WHAT YOU NEED TO DO: Locate every line in the entries below that contains the string "overpass" and copy each one out in full.
— Begin DATA SHOWN —
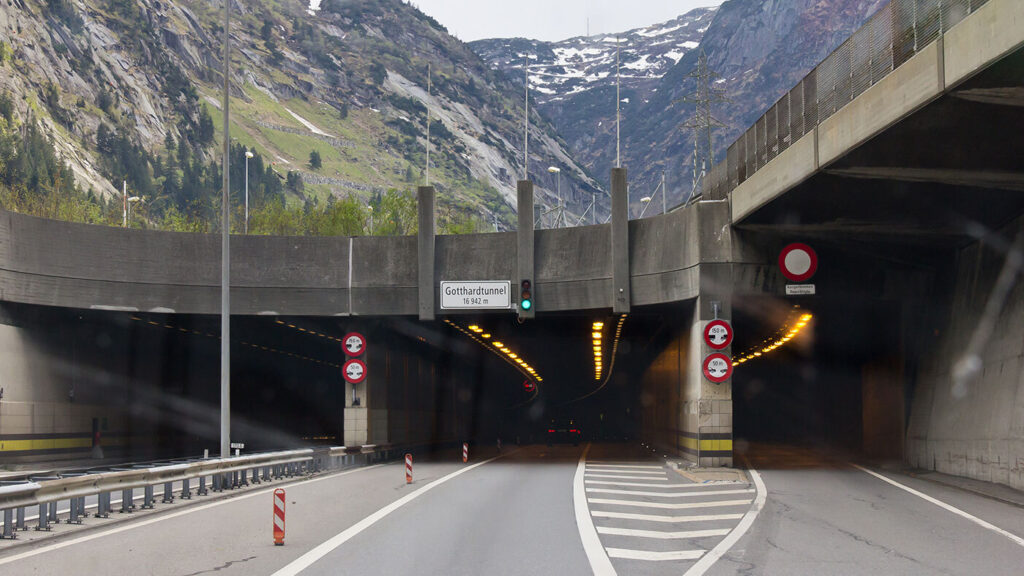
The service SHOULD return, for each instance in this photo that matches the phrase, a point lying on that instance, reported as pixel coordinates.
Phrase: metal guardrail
(890, 38)
(230, 472)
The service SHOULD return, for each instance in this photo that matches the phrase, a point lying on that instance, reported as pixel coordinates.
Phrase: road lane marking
(662, 535)
(605, 469)
(689, 494)
(624, 477)
(712, 557)
(638, 484)
(639, 466)
(598, 559)
(140, 524)
(1017, 539)
(671, 505)
(644, 554)
(308, 559)
(655, 518)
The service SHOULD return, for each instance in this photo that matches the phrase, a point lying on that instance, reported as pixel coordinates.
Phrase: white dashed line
(671, 505)
(644, 554)
(662, 535)
(687, 494)
(656, 518)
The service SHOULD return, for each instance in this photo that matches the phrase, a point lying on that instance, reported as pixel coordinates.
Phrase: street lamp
(132, 200)
(249, 155)
(558, 187)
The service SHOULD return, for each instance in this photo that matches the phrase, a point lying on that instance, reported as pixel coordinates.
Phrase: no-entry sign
(354, 343)
(354, 371)
(717, 368)
(798, 261)
(718, 334)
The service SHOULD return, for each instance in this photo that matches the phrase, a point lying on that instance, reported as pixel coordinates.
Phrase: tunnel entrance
(836, 384)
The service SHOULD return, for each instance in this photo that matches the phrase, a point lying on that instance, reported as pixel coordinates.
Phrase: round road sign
(717, 368)
(718, 334)
(354, 343)
(798, 261)
(354, 371)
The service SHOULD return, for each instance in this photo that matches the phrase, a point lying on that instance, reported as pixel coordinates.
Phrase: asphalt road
(520, 515)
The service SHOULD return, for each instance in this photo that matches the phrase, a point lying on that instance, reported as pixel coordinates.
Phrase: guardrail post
(103, 505)
(43, 518)
(8, 525)
(127, 500)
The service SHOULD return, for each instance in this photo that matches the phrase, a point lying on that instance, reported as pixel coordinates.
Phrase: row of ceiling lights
(484, 338)
(788, 331)
(243, 342)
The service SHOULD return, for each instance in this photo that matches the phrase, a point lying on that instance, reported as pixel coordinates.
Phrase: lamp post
(132, 200)
(249, 155)
(558, 187)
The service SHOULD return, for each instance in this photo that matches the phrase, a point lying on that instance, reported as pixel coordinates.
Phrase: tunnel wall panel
(974, 426)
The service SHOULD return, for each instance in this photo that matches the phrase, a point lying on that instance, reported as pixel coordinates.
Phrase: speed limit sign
(354, 343)
(718, 334)
(717, 368)
(354, 371)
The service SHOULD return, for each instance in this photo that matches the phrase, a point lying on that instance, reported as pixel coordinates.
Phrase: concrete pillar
(620, 242)
(524, 245)
(425, 250)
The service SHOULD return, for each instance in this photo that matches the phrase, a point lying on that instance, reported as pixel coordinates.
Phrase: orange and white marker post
(279, 518)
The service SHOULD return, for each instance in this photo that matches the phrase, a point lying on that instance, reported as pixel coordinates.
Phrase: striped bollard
(279, 517)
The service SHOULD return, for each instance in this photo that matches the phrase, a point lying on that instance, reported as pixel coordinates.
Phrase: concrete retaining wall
(975, 429)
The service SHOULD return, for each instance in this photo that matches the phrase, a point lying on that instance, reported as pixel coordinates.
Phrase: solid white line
(690, 494)
(599, 562)
(654, 518)
(644, 554)
(1017, 539)
(708, 561)
(624, 477)
(308, 559)
(162, 518)
(605, 469)
(613, 483)
(662, 535)
(596, 464)
(670, 505)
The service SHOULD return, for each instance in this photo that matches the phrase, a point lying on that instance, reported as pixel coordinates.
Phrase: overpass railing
(891, 37)
(46, 492)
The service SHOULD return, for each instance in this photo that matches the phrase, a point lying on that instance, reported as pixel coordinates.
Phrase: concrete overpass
(906, 180)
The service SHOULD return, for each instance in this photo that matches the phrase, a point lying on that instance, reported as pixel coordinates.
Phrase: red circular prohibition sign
(798, 261)
(354, 371)
(718, 334)
(713, 368)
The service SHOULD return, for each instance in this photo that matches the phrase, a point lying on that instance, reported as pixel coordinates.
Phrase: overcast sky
(551, 19)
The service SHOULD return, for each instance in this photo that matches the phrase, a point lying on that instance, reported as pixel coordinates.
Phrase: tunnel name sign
(717, 368)
(476, 295)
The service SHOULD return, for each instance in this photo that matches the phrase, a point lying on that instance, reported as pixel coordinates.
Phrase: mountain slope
(758, 48)
(130, 89)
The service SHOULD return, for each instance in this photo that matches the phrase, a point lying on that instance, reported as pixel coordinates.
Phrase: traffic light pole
(524, 243)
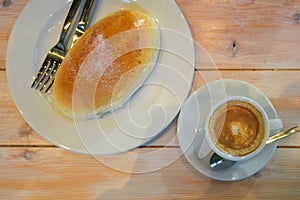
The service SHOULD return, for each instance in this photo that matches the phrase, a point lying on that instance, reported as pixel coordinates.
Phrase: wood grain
(83, 177)
(265, 33)
(15, 131)
(254, 41)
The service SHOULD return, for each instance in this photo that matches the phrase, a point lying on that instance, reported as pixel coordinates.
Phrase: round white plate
(147, 113)
(191, 128)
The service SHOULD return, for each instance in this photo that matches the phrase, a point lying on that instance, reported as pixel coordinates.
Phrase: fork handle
(68, 21)
(84, 18)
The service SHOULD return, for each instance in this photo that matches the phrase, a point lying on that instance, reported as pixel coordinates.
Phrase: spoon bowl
(217, 162)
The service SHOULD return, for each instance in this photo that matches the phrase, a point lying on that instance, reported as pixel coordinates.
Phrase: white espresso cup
(237, 128)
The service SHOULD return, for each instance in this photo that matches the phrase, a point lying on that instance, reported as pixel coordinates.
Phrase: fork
(45, 77)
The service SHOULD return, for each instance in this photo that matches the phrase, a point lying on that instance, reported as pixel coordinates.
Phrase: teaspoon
(217, 162)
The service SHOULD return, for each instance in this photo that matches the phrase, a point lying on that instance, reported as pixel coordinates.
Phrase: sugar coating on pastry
(107, 64)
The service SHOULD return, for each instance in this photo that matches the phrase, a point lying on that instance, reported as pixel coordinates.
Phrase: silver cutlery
(44, 79)
(217, 162)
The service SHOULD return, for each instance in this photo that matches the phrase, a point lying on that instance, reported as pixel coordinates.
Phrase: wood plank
(15, 131)
(30, 173)
(9, 11)
(264, 38)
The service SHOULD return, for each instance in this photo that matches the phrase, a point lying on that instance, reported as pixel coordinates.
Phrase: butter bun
(107, 64)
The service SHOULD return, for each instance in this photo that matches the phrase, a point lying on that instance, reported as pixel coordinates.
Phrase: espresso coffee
(237, 128)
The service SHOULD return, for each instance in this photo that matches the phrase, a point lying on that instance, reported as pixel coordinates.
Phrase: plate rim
(11, 83)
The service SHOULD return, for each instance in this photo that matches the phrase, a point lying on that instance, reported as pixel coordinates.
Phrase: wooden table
(257, 42)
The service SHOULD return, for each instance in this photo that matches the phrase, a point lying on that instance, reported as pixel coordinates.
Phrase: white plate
(191, 122)
(143, 118)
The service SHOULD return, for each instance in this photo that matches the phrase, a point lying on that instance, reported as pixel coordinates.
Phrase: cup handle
(275, 125)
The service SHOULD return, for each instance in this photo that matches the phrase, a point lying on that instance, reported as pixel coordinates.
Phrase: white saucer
(191, 122)
(147, 113)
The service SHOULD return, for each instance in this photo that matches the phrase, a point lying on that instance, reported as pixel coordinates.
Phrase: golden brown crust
(87, 67)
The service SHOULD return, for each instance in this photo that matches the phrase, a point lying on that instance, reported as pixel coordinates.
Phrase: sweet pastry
(107, 64)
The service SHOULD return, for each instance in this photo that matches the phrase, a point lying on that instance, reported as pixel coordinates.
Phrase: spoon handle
(283, 134)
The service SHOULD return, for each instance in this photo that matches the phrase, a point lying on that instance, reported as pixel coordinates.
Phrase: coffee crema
(237, 128)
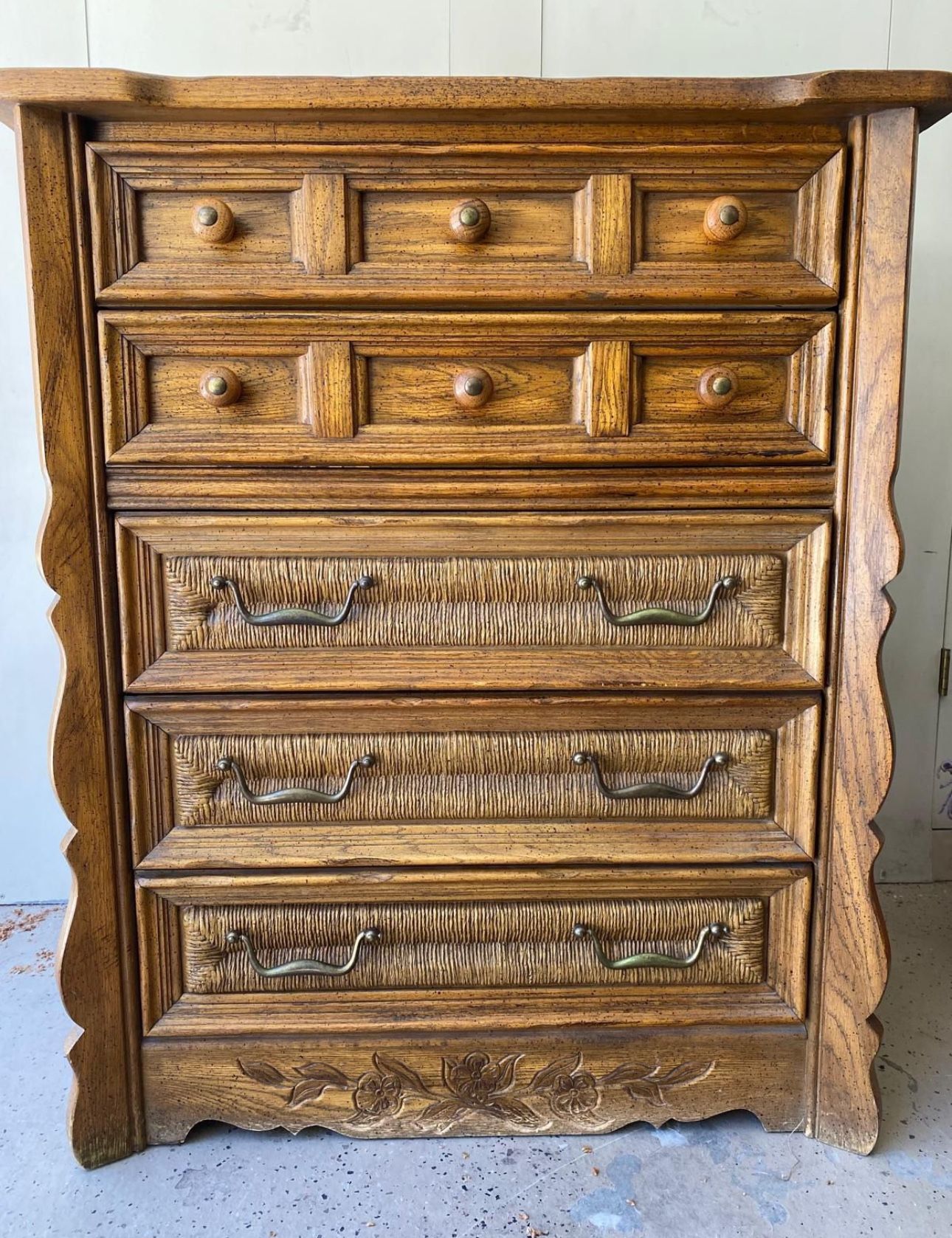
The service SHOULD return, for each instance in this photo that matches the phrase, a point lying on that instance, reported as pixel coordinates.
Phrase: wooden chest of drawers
— End DATA SHOWN —
EXERCISE ANSWER:
Phrase: overpass railing
Phrase: concrete overpass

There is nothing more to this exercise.